■ **SELECTED EXCERPT**
+++

Dr. George H. Green and John LeMay, MFT, have been collaborating in the area of brainwave biofeedback for several years. About a year and a half ago Cerebotix focused on using the brainwaves monitored in biofeedback to move a remote object. After hundreds of hours of development, initial test subjects were able to successfully loft a remote controlled device (BCI – Brain Controlled Interface) in the Cerebotix corporate office. Since that time, countless refinements have been made, and the initial clinical results have been excellent.

+++

(Referring expression data)
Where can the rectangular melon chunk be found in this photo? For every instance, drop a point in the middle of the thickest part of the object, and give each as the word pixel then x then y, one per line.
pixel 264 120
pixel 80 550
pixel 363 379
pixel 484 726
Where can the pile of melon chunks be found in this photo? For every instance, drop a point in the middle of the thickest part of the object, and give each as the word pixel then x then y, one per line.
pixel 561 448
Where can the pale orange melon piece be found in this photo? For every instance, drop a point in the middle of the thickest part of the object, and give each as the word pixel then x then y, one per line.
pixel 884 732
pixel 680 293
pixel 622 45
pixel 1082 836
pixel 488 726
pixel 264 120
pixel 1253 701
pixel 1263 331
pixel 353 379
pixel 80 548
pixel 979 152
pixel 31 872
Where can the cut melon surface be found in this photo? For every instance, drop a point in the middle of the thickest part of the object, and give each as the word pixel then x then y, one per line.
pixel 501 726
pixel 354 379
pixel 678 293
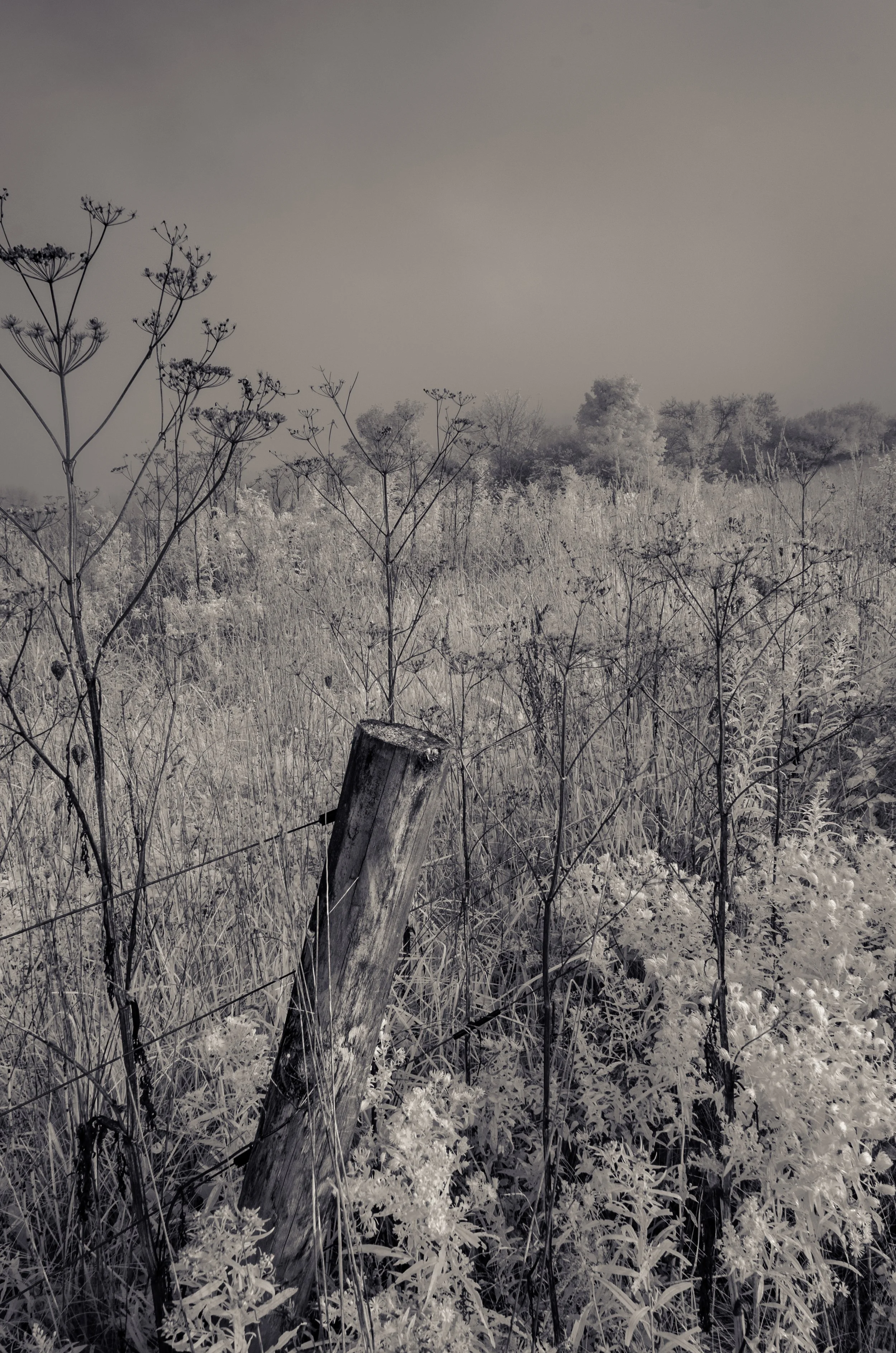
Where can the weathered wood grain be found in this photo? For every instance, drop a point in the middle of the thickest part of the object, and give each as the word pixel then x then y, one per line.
pixel 387 806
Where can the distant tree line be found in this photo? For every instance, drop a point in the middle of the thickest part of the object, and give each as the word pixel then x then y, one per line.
pixel 616 438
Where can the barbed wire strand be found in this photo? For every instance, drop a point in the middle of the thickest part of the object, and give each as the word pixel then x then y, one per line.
pixel 321 820
pixel 148 1042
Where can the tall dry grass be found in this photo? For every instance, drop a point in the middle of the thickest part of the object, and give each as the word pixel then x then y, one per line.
pixel 232 701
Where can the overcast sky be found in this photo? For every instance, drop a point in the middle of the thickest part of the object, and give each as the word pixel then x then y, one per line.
pixel 477 194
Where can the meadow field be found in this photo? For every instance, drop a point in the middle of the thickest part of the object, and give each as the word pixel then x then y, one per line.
pixel 635 1083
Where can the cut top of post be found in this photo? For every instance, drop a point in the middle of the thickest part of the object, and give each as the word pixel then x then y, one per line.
pixel 430 746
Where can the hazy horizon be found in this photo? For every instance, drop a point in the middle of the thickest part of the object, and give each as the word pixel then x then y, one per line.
pixel 480 195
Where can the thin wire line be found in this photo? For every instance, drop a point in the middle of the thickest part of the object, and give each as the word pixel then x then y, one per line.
pixel 321 820
pixel 148 1042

+++

■ **PROBLEM DESCRIPTION**
Extend the passage about Cerebotix's brainwave-controlled device, picking up after its final sentence.

■ **RESPONSE BOX**
In order to control a remote object, brainwaves are measured through five electrodes placed on the head. The resulting brainwave impulses are sent to a computer where they are processed through proprietary Cerebotix algorithms into three live data streams. These data streams are converted into radio frequency signals that are then transmitted to a wireless receiver mounted on a helium-filled Mylar balloon that has been ballasted to be slightly heavier than the surrounding air. As the person’s brainwaves become increasingly organized, the Remote Controlled Object (RCO) will develop enough power to activate a propeller, ascend and start to fly. The device is entirely under the control of the individual’s brainwaves. There are no additional controls in place whatsoever. The RCO is lifting off and flying literally 100% under brain control. This is the first time in history that brain waves have been used successfully to move remote objects.